[[ Reading passage, beginning ]]
Patient-Provider Relationships and Professional Ethics

Prof. Shimshon Rubin, Chairman of the Clinical Psychology Program and of the Postgraduate Psychotherapy Program in the Department of Psychology, here discusses a subject that occasionally makes for sensationalist newspaper headlines in Israel and abroad. He makes these observations, he says, “as a professional, a teacher, a researcher, and a consumer of services.”

Articles in the Israeli press describing physicians and psychologists who have been sexually involved with current patients are part of a trend toward looking at professional ethics that is redefining the meeting point between professionals and their clients/patients/consumers.

Myth: The relationship between doctor and patient is an issue of individual rights; as in other relationships, it is a matter of consent between two adults.

Fact. The relations between professionals and clients are considered to be a matter that goes beyond a matter of individual rights and discussion.

The sexual mores of health-care professionals and patients do not occur in a vacuum. The belief in the general rights of individuals to decide their own fate is an important aspect of the Weltanschauung of the U.S. and becoming increasingly so in Israel. Nonetheless, it would be mistaken to conclude that the consensus of opinion on this matter is in favor of “an individual’s right to decide.” Other factors take precedence.

The professions are entrusted by society and the law to regulate the behavior of their members as part of the social contract that allows them special privileges and special tasks in self-regulation. Among these tasks are licensing and ethics regulation, along with permission to engage in behavior typically not sanctioned to the general public (e.g. to operate on another person, to hear another’s most intimate secrets, to be with a stranger who is unclothed, etc.) As part of the bargain, the rules of conduct for these professions are also defined: e.g., keeping professional secrecy, not taking sexual or financial advantage, maintaining expertise, etc.

Myth: All know and agree that sexual relations between health-care providers and patients are wrong and not to be tolerated.
[[ Reading passage, end ]]
**What you need to do**: Extend the article on patient-provider relationships and professional ethics, picking up after its last sentence. The records that come next were taken from a separate source.
[[ Available data, beginning ]]
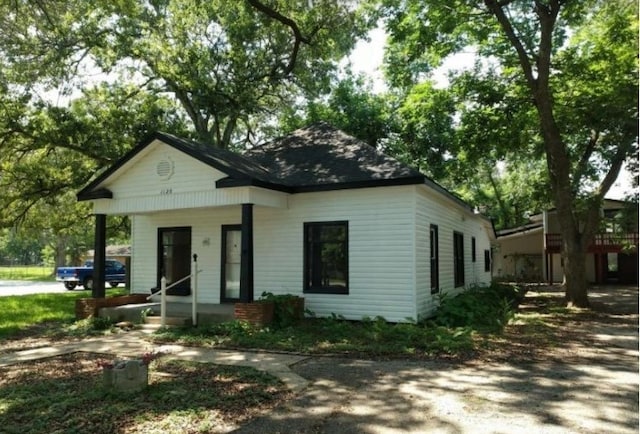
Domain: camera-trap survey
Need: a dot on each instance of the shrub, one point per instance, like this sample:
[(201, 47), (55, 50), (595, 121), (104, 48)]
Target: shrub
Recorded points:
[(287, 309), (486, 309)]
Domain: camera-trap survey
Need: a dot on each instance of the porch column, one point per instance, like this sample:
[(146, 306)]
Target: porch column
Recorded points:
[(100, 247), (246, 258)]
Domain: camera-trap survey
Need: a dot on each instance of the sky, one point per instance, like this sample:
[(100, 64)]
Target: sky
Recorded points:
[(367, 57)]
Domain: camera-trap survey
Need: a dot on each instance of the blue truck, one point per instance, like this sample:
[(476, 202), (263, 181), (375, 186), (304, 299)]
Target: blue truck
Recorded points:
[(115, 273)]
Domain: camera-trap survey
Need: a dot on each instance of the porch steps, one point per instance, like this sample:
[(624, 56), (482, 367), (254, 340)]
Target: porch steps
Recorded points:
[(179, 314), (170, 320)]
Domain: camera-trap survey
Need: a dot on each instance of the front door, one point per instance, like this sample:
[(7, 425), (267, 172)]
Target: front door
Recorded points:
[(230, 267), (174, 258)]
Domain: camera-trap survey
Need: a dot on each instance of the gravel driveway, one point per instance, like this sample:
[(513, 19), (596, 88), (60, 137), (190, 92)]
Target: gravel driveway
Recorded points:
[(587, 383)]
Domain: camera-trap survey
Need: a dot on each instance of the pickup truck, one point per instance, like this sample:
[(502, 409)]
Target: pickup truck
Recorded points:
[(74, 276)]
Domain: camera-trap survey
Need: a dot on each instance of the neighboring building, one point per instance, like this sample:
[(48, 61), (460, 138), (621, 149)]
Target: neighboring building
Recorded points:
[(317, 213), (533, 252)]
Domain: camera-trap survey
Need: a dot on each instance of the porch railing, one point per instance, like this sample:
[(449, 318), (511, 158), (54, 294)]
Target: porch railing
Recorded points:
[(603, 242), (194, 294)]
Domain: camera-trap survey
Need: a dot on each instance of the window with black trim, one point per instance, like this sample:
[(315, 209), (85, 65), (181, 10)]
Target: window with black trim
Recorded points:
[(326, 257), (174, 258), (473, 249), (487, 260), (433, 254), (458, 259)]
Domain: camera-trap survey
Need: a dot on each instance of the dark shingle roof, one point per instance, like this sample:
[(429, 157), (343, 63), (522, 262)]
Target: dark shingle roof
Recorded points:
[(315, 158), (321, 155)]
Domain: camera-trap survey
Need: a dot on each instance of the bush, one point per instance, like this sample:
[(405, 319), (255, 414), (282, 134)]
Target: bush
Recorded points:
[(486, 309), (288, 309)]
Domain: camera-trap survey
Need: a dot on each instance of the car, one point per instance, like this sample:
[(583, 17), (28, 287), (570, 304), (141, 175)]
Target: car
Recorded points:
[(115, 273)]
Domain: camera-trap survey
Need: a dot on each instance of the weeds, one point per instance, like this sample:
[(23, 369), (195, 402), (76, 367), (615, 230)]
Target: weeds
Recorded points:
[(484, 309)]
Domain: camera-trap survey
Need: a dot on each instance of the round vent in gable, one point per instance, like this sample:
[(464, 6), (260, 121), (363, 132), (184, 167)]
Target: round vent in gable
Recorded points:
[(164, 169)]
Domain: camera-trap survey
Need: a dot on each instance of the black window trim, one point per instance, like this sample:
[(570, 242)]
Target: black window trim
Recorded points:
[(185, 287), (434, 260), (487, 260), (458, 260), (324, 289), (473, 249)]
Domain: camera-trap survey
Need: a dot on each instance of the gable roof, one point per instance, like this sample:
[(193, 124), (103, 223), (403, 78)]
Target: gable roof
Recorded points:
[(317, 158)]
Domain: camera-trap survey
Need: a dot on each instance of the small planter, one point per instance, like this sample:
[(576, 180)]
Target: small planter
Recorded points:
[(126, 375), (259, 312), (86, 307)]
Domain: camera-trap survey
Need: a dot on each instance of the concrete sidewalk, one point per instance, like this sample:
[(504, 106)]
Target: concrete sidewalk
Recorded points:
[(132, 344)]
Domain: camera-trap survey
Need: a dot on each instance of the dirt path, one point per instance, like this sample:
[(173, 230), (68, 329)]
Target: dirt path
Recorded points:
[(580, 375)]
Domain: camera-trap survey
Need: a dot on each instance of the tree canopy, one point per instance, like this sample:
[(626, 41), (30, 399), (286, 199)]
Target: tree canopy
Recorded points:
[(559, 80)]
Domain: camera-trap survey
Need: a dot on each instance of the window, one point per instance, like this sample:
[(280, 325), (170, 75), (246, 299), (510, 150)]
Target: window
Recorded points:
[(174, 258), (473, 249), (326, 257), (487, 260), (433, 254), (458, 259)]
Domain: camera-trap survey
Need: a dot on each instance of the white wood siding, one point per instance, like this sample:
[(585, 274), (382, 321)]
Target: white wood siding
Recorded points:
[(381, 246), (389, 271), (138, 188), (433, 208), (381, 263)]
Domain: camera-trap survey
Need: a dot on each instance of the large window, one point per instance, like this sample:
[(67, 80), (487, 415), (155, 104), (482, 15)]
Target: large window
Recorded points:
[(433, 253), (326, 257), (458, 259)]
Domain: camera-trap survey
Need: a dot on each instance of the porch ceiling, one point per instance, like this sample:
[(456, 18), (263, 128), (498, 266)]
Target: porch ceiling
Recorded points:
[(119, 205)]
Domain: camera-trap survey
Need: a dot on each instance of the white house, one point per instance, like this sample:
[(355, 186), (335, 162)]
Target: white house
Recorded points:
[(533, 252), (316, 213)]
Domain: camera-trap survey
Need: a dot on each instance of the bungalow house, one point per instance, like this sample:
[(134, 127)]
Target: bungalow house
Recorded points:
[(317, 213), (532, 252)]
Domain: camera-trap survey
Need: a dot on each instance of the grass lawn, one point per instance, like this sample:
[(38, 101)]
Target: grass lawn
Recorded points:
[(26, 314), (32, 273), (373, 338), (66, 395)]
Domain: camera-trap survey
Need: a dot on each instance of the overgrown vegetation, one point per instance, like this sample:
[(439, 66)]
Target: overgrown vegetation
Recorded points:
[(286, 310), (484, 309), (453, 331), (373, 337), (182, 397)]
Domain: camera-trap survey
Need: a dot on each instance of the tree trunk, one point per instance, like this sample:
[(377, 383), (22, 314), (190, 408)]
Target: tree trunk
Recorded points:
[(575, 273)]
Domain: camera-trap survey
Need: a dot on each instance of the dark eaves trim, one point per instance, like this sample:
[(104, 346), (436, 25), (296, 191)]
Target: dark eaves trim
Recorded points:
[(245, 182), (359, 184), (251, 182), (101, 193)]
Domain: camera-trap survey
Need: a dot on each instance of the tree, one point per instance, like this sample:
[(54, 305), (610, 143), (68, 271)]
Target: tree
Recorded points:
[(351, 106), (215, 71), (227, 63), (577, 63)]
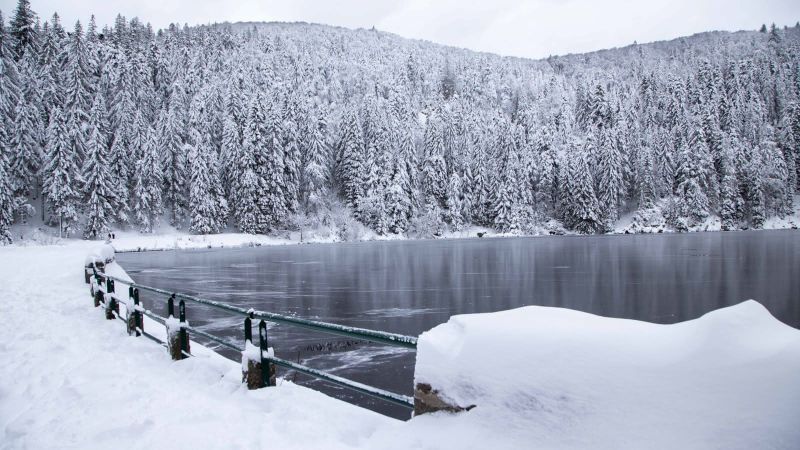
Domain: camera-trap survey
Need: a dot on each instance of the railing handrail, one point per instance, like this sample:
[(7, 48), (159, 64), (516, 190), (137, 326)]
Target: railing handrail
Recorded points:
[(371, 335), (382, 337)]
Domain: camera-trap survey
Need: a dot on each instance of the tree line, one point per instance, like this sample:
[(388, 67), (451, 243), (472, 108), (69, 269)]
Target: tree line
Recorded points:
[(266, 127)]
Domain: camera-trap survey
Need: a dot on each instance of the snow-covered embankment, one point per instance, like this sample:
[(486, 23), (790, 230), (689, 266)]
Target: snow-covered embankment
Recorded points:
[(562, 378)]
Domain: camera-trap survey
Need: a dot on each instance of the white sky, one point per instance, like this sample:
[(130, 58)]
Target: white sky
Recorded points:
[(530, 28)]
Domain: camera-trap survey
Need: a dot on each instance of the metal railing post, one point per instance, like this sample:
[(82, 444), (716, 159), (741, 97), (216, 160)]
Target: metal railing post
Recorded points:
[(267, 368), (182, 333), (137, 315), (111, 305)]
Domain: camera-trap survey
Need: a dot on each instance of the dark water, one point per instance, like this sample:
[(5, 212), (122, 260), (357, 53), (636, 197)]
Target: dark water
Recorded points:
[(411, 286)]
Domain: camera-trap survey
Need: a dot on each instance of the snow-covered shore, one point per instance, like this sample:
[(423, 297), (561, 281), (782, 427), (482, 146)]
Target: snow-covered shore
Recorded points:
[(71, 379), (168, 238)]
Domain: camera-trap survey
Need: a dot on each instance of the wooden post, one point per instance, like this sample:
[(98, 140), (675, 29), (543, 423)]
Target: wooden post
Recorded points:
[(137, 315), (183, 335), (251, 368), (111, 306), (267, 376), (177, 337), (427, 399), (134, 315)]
[[ Available data, end ]]
**Output for this exercise**:
Fact: Many professionals and members of the public have a complex (if misinformed) picture that suggests that they are willing to make allowances for “love” and other extenuating circumstances, depending on who initiated the contact and whether the patient is still formally in treatment, etc.

An Israeli study that I conducted with Omer Dror, and that is being published in the Hebrew language Psychology, documented that non-psychiatric physicians and clinical psychologists in Israel viewed patient-provider sex more leniently when it occurred in the context of “true love.” High percentages believe that relationships with clients after the “termination” of treatment was acceptable. An earlier version of the research was published in Ethics and Behavior and is available on the Internet (

Further research, with Dana Amir, that at this writing is being prepared for publication demonstrated that both non-professionals and clinical psychologists in Israel are mixed in their ratings of and referrals to therapists who have had sexual relations with patients. The general public is quite lenient on the issue and may not be informed of the seriousness of this behavior.

Myth: Health-care professional ethics that include specific prohibitions against patient-provider sexual activity in their ethics codes do harm to their profession because specific reference to sexual activity (a) is unnecessary; (b) is an embarrassment to the profession; (c) undermines the trust between professionals and their patients; (d) does not deter the people who would do it anyway; and (e) is not supported by research.

Fact: All of these reasons have been discredited.

It is true that the Hippocratic oath prohibits sexual relations between physicians and their patients, but this is insufficient. The ethics codes of today’s health-care provider professions are more specific; they are considered to provide an expected standard of care for which violators can be penalized by professional and legal authorities.

Specific prohibitions against patient-provider sexual relations were not inserted into the ethical codes of the health-care professions in the U.S. until the 1970’s. In Israel, they began coming on line in the 1990’s. Likewise, education on the subject and discussion with Israeli professionals in training are necessary, but still slow in coming.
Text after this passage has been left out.